____ Record set
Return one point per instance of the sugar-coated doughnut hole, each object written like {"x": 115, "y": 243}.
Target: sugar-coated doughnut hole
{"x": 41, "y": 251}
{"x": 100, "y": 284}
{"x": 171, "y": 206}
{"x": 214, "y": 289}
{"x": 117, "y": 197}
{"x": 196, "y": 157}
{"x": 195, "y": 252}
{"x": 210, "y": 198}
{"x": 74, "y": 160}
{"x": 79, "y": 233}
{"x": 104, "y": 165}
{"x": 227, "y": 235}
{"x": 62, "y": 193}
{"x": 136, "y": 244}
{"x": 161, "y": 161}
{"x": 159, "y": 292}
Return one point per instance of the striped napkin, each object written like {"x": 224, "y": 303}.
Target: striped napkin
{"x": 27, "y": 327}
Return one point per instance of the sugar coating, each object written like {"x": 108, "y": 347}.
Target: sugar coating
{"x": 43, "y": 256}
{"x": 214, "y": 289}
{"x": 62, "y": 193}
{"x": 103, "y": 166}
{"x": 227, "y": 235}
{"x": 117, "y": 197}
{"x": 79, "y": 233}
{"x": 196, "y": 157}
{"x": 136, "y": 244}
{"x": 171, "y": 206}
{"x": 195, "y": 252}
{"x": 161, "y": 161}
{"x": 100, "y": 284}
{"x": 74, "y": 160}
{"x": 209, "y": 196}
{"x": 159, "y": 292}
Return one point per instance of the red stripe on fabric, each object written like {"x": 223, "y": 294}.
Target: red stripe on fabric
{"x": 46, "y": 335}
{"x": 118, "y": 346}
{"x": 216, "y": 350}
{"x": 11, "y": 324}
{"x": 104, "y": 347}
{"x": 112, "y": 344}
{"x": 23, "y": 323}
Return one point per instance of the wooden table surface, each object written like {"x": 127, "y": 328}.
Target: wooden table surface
________
- _About this task_
Beginning at the line that holds "Return one point per instance of the sugar coating, each", write out word for word each line through the end of the records.

- _Answer below_
Return one point per instance of the sugar coating, each object written like {"x": 108, "y": 347}.
Target: sugar coating
{"x": 43, "y": 256}
{"x": 214, "y": 289}
{"x": 62, "y": 193}
{"x": 103, "y": 166}
{"x": 227, "y": 235}
{"x": 117, "y": 197}
{"x": 79, "y": 233}
{"x": 196, "y": 157}
{"x": 136, "y": 244}
{"x": 171, "y": 206}
{"x": 195, "y": 252}
{"x": 161, "y": 161}
{"x": 100, "y": 284}
{"x": 74, "y": 160}
{"x": 209, "y": 196}
{"x": 159, "y": 292}
Return one point per instance of the red stripe on fabric, each object written like {"x": 223, "y": 294}.
Target: red stripe on fabric
{"x": 46, "y": 335}
{"x": 118, "y": 346}
{"x": 216, "y": 350}
{"x": 11, "y": 324}
{"x": 104, "y": 347}
{"x": 112, "y": 344}
{"x": 23, "y": 323}
Return one point per instance of the wooden table surface, each object written like {"x": 127, "y": 328}.
Target: wooden table surface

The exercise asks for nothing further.